• _SELECTED EXCERPT_:
— Start —
Information for Authors

EDITORIAL OFFICE

Please address manuscripts to Dr. Justine Bakker, Department of Comparative Religion, Faculty of Philosophy, Theology and Religious Studies, Radboud University Nijmegen. Erasmusplein 1, 6525 HT Nijmegen. E-mail: redactieNTT@rug.nl

For book reviews, please contact the Book Review Editor: Dr. Eelco Glas. Email: booksntt@aup.nl. Review copies can be send to the Assistant Editor: Wouter Kock, Faculteit der Filosofie, Theologie, en Religiewetenschappen, Radboud Universiteit, Erasmusplein 1 6525 HT Nijmegen, the Netherlands.

PEER REVIEW

NTT Journal for Theology and the Study of Religion (NTT JTSR) uses double-blind peer review, which means that both the reviewer and author identities are concealed from the reviewers, and vice versa, throughout the review process.

PREPARING THE MANUSCRIPT

The editorial board of NTT Journal for Theology and the Study of Religion kindly asks you to observe the following textual and bibliographic rules based on The Chicago Manual of Style, seventeenth edition 2017. We invite articles in English, but also welcome articles in Dutch and German. Manuscripts that do not meet the necessary linguistic standards will be rejected. 

Article

We publish high-quality research articles, that are still accessible to the larger community of researchers in theology and religious studies. For this reason, we try to keep specialist abbreviations to a minimum. An article should not exceed 7000 words, including abstract and footnotes (but excluding the bibliography).
— End —
• _ENTRIES SUPPLIED_:
— Start —
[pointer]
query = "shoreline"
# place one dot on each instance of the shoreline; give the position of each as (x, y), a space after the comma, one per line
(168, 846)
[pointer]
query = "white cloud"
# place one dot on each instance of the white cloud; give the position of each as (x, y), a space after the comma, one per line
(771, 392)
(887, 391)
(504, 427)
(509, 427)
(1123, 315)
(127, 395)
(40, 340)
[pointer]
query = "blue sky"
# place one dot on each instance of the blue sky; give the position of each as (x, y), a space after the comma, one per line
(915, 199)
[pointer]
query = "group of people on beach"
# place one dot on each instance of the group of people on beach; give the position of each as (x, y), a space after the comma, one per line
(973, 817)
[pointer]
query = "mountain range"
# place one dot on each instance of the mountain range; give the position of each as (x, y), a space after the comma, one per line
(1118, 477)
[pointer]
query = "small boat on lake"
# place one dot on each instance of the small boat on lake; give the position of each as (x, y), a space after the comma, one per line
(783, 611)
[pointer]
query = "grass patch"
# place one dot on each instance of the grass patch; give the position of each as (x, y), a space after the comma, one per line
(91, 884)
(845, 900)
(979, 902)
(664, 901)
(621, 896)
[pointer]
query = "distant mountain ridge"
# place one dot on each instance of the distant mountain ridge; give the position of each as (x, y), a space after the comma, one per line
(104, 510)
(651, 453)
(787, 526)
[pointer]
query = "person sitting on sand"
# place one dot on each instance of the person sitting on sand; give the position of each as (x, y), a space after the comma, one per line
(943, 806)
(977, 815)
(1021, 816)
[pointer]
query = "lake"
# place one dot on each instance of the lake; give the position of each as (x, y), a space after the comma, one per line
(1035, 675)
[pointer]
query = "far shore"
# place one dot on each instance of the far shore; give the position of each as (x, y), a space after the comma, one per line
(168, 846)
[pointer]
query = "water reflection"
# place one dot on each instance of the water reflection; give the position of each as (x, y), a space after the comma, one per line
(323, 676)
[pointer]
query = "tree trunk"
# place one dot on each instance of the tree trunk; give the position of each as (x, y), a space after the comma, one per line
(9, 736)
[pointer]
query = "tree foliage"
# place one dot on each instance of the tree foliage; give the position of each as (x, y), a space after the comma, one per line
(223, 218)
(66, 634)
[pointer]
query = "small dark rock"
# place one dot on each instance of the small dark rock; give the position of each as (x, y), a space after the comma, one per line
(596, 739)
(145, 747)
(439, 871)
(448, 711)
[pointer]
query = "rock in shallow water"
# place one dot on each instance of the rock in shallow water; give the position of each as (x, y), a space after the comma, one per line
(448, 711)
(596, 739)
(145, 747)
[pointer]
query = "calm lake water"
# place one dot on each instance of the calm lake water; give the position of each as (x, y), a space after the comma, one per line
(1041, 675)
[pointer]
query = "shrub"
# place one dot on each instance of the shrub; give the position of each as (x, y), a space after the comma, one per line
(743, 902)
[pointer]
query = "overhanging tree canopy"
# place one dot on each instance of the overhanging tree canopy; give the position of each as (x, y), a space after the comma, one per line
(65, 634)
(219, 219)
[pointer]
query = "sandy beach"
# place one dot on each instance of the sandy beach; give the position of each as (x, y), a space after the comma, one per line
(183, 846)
— End —
— Start —
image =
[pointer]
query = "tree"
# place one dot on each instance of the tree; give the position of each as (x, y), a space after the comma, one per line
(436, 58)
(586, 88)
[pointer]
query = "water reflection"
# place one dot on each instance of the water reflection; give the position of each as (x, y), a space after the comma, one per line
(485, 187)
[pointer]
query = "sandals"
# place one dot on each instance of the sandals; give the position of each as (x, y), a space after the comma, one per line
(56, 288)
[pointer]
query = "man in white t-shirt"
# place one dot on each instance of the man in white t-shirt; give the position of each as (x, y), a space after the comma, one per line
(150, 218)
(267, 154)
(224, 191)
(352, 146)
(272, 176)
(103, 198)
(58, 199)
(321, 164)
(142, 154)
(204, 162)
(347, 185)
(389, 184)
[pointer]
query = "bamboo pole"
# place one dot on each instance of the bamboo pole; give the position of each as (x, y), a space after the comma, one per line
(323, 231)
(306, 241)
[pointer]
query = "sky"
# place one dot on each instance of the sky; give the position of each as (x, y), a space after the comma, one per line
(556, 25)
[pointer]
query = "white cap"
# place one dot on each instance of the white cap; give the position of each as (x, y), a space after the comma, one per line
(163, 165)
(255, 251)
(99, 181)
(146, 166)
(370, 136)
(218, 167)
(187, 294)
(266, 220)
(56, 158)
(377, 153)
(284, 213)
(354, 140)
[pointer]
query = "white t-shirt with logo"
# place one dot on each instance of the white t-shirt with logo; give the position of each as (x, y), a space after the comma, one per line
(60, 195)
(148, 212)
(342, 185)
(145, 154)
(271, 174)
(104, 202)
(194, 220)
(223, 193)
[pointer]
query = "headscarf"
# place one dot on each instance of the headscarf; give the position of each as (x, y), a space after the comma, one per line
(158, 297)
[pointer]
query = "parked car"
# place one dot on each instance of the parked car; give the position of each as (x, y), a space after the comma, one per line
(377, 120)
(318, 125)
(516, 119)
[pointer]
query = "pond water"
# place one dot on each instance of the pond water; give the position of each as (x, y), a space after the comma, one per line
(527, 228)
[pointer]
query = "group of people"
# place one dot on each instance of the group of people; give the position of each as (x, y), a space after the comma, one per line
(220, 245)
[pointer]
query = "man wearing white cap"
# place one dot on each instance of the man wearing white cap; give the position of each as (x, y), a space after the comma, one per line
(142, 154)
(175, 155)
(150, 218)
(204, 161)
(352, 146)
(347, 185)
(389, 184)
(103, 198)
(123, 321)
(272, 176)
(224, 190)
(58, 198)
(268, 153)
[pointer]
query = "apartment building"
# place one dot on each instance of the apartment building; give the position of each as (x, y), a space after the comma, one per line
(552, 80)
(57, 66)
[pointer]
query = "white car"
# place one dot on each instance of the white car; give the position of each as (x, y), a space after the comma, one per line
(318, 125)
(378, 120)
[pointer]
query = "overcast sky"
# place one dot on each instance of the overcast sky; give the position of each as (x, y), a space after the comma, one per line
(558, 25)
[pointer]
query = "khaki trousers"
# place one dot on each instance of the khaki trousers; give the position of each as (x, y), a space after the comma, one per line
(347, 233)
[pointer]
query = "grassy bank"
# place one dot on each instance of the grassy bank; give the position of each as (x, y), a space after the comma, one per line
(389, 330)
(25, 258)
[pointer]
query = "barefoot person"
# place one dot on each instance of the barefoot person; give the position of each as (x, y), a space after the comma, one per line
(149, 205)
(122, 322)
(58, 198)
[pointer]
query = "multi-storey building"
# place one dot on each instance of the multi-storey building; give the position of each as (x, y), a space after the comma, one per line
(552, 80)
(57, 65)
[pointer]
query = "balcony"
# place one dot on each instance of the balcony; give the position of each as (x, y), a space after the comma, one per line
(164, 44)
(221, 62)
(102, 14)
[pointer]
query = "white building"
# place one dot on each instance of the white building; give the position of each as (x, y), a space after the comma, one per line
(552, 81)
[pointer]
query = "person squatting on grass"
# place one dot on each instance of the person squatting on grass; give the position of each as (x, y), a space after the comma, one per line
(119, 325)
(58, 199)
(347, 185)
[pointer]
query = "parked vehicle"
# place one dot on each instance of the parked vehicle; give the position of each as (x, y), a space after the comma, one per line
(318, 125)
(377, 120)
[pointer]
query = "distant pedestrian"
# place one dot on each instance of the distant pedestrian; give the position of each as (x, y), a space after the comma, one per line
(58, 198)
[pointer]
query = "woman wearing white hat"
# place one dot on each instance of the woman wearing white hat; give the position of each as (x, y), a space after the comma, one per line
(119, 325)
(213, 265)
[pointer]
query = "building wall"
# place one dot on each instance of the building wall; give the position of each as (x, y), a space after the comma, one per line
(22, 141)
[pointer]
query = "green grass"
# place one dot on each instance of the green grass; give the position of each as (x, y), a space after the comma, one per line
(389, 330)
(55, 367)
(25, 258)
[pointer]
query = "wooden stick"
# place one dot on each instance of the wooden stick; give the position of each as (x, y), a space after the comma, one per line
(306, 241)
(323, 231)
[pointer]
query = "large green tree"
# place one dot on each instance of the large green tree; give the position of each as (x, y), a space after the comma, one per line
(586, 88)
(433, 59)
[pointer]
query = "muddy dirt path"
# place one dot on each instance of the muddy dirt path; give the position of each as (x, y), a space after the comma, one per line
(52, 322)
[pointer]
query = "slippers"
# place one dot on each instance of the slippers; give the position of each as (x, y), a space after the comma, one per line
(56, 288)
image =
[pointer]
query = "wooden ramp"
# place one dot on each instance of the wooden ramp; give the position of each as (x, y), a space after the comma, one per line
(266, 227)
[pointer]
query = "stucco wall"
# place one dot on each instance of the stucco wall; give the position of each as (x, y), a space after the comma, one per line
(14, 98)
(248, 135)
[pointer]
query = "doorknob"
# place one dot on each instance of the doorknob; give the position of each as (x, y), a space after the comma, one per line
— End —
• _OBJECTIVES_:
(A) Print everything in the author guidelines from "We publish high-quality" down to "excluding the bibliography).", word for word.
(B) Answer these from the author guidelines:
(i) What kind of peer review does the journal use?
(ii) Which edition of The Chicago Manual of Style are the textual and bibliographic rules based on?
(iii) What is the most words an article may have?
The material has no role in any of this.

• _TASK RESULTS_:
(A)
We publish high-quality research articles, that are still accessible to the larger community of researchers in theology and religious studies. For this reason, we try to keep specialist abbreviations to a minimum. An article should not exceed 7000 words, including abstract and footnotes (but excluding the bibliography).

(B)
(i) Double-blind peer review.
(ii) The seventeenth edition, from 2017.
(iii) 7000 words, including abstract and footnotes but not the bibliography.